3 The Imaginary Inch

An inch is pure, abstract and without content. It has no meaning of its own. It is an imaginary unit of length. A height of inches, however, has meaning. As we grow, we learn the advantages to growing taller. Brick size has meaning. As we build, we learn the advantages of same-sized bricks. What makes bricks useful is that their interchangeability is maintained by approximations to the fiction we call an inch.

It is essential that our idea of an abstract inch is always the same. If we let our idea of an inch change each time we made a measure, we would not produce useful bricks or keep track of a child's growth. As our child grew, we would not know by how much they had grown. But with a uniform unit of measure, like an inch, we can measure the height of our children, we can refer to last year—or perhaps to the height of an average second grader because, as it turns out, child height is related to school grade. We can guess what grade a child is in by how tall they are–and how tall they are by what grade they are in. That is an understanding based entirely on applications of rulers. The applications would be useless without that single, unvarying inch that our rulers approximate.

No metric has content of its own. The ruler, with its equal measurement units is merely an approximate realization of a pure idea—an ideal which we invented from tangled experiences of length—invented to make uniform measures available for any application we care to undertake.

Lines from a box labeling dataset:

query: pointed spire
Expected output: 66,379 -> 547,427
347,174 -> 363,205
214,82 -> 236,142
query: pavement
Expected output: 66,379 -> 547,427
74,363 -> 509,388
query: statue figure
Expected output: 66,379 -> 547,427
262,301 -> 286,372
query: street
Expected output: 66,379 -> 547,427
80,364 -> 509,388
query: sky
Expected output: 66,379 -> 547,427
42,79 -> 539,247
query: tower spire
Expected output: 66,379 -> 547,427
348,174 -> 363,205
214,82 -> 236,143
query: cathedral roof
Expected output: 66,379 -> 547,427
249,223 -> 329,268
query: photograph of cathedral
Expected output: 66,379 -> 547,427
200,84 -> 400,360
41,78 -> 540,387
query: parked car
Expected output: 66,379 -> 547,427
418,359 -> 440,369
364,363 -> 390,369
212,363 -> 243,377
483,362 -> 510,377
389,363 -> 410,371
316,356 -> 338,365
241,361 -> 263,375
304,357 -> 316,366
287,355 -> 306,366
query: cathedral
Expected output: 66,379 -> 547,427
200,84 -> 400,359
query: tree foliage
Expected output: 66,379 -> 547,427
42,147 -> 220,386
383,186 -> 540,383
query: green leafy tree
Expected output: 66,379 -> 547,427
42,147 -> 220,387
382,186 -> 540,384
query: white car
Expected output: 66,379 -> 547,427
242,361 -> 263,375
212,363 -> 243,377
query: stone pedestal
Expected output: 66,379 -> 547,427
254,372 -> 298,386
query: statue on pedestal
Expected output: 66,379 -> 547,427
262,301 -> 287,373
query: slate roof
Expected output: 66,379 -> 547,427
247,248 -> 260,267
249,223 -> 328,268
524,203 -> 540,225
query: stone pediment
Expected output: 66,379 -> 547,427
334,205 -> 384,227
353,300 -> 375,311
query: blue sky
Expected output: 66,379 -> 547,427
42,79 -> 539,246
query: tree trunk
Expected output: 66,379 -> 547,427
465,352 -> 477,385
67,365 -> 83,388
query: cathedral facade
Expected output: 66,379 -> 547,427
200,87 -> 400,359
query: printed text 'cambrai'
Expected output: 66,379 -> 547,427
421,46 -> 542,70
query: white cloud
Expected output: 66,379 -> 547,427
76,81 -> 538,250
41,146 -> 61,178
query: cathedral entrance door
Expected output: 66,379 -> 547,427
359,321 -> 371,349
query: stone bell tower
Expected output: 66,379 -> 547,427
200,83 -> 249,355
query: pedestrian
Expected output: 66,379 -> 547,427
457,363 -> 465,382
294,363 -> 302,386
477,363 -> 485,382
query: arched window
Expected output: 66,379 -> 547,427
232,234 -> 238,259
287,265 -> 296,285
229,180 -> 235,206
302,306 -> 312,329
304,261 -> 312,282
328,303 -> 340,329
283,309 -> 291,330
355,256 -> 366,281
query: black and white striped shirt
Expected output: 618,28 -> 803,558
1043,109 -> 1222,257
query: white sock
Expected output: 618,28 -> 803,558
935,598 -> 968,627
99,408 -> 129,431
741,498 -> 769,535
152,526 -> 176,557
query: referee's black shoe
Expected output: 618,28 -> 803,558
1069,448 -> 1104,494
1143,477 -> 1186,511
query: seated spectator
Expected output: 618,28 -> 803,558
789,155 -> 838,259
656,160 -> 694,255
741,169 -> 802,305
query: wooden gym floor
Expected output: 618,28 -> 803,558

Work to do: Reproduce the part of the passage about the imaginary inch that falls between "3 The Imaginary" and "call an inch.", inclusive.

Response:
3 The Imaginary Inch

An inch is pure, abstract and without content. It has no meaning of its own. It is an imaginary unit of length. A height of inches, however, has meaning. As we grow, we learn the advantages to growing taller. Brick size has meaning. As we build, we learn the advantages of same-sized bricks. What makes bricks useful is that their interchangeability is maintained by approximations to the fiction we call an inch.